*Problems to work on*:
A. In the BMC health monitor design below, turn the paragraph that begins "The problem is to monitor the health" into a short bulleted list that keeps its main facts.
B. Translate this sentence from the BMC health monitor design below into Spanish: "Actions can be taken based on monitoring data to correct the BMC’s state."
C. According to the BMC health monitor design below, in what accessible forms are staged metrics made ready to be read?

*Excerpt provided*:
283 lines
12 KiB
Markdown
283 lines
12 KiB
Markdown
|
|
### BMC Health Monitor
|
|||
|
|
|
|||
|
|
Author: Vijay Khemka <vijaykhemka@fb.com>, Sui Chen <suichen@google.com>, Jagpal
|
|||
|
|
Singh Gill <paligill@gmail.com>
|
|||
|
|
|
|||
|
|
Created: 2020-05-04
|
|||
|
|
|
|||
|
|
## Problem Description
|
|||
|
|
|
|||
|
|
The problem is to monitor the health of a system with a BMC so we have some
|
|||
|
|
means to make sure the BMC is working correctly. User can get required metrics
|
|||
|
|
data as per configurations instantly. Set of monitored metrics may include CPU
|
|||
|
|
and memory utilization, uptime, free disk space, I2C bus stats, and so on.
|
|||
|
|
Actions can be taken based on monitoring data to correct the BMC’s state.
|
|||
|
|
|
|||
|
|
For this purpose, there may exist a metric producer (the subject of discussion
|
|||
|
|
of this document), and a metric consumer (a program that makes use of health
|
|||
|
|
monitoring data, which may run on the BMC or on the host.) They perform the
|
|||
|
|
following tasks:
|
|||
|
|
|
|||
|
|
1. Configuration, where the user specifies what and how to collect, thresholds,
|
|||
|
|
etc.
|
|||
|
|
2. Metric collection, similar to what the read routine in phosphor-hwmon-readd
|
|||
|
|
does.
|
|||
|
|
3. Metric staging. When metrics are collected, they will be ready to be read
|
|||
|
|
anytime in accessible forms like DBus objects or raw files for use with
|
|||
|
|
consumer programs. Because of this staging step, the consumer does not need
|
|||
|
|
to poll and wait.
|
|||
|
|
4. Data transfer, where the consumer program obtains the metrics from the BMC by
|
|||
|
|
in-band or out-of-band methods.
|
|||
|
|
5. The consumer program may take certain actions based on the metrics collected.
|
|||
|
|
|
|||
|
|
Among those tasks, 1), 2), and 3) are the producer’s responsibility. 4) is
|
|||
|
|
accomplished by both the producer and consumer. 5) is up to the consumer.
|
|||
|
|
|
|||
|
|
We realize there is some overlap between sensors and health monitoring in terms
|
|||
|
|
of design rationale and existing infrastructure. But there are also quite a few
|
|||
|
|
differences between sensors and metrics:
|
|||
|
|
|
|||
|
|
1. Sensor data originate from hardware, while most metrics may be obtained
|
|||
|
|
through software. For this reason, there may be more commonalities between
|
|||
|
|
metrics on all kinds of BMCs than sensors on BMCs, and we might not need the
|
|||
|
|
hardware discovery process or build-time, hardware-specific configuration for
|
|||
|
|
most health metrics.
|
|||
|
|
2. Most sensors are instantaneous readings, while metrics might accumulate over
|
|||
|
|
time, such as “uptime”. For those metrics, we might want to do calculations
|
|||
|
|
that do not apply to sensor readings.

*Data listing*:
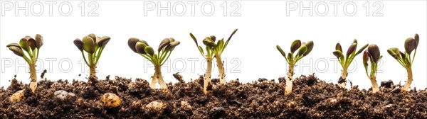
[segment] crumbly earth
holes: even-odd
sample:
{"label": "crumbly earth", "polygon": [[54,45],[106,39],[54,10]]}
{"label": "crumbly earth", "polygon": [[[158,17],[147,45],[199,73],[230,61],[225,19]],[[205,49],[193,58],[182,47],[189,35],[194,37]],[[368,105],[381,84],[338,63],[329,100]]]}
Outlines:
{"label": "crumbly earth", "polygon": [[[43,80],[36,93],[13,79],[7,89],[0,89],[0,118],[427,118],[426,90],[392,91],[396,86],[389,84],[372,94],[301,76],[294,80],[292,94],[284,96],[284,78],[280,83],[237,79],[225,85],[213,79],[211,94],[204,96],[201,76],[169,83],[170,91],[152,90],[143,79],[108,79],[90,83]],[[23,101],[9,101],[23,89]],[[58,99],[54,92],[59,90],[75,96]],[[119,107],[102,103],[100,96],[107,92],[121,98]]]}

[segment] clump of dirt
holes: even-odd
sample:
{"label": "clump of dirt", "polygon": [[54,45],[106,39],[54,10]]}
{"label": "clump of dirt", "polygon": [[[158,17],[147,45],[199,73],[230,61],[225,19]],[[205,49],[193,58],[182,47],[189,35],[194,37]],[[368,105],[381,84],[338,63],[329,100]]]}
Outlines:
{"label": "clump of dirt", "polygon": [[[177,74],[177,79],[181,79]],[[180,78],[181,77],[181,78]],[[393,91],[392,82],[380,91],[349,89],[319,80],[315,76],[294,79],[293,92],[284,96],[285,81],[259,79],[247,84],[238,79],[209,84],[203,93],[203,76],[168,84],[169,90],[149,88],[144,79],[115,76],[90,77],[89,83],[41,80],[33,93],[27,85],[11,80],[0,89],[0,117],[5,118],[427,118],[427,91]],[[382,84],[382,83],[381,83]],[[16,91],[24,89],[24,98],[10,102]],[[55,92],[70,96],[58,98]],[[105,106],[100,96],[118,96],[118,107]],[[58,93],[57,93],[58,95]]]}

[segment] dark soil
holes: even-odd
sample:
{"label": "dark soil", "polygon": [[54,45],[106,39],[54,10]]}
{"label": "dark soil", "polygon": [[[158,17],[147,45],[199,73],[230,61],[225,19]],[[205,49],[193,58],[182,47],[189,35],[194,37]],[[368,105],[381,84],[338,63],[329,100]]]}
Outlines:
{"label": "dark soil", "polygon": [[[392,91],[396,86],[389,82],[372,94],[301,76],[294,80],[292,94],[284,96],[284,78],[280,83],[260,79],[242,84],[238,79],[226,85],[214,79],[211,94],[204,96],[201,79],[169,83],[170,91],[152,90],[139,79],[42,80],[36,93],[26,91],[23,101],[10,102],[11,95],[27,87],[14,79],[7,89],[0,89],[0,118],[427,118],[427,91]],[[58,90],[75,96],[60,100],[54,96]],[[122,98],[119,107],[102,103],[100,96],[107,92]],[[154,101],[164,107],[147,108]]]}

*Final results*:
A.
- Goal: monitor the health of a system with a BMC, to make sure the BMC is working correctly.
- Users can get the metrics they need instantly, based on configuration.
- Monitored metrics may include CPU and memory use, uptime, free disk space, I2C bus stats, and more.
- Monitoring data can drive actions that correct the BMC's state.

B. Se pueden tomar medidas basadas en los datos de monitoreo para corregir el estado del BMC.

C. They are made ready as DBus objects or raw files.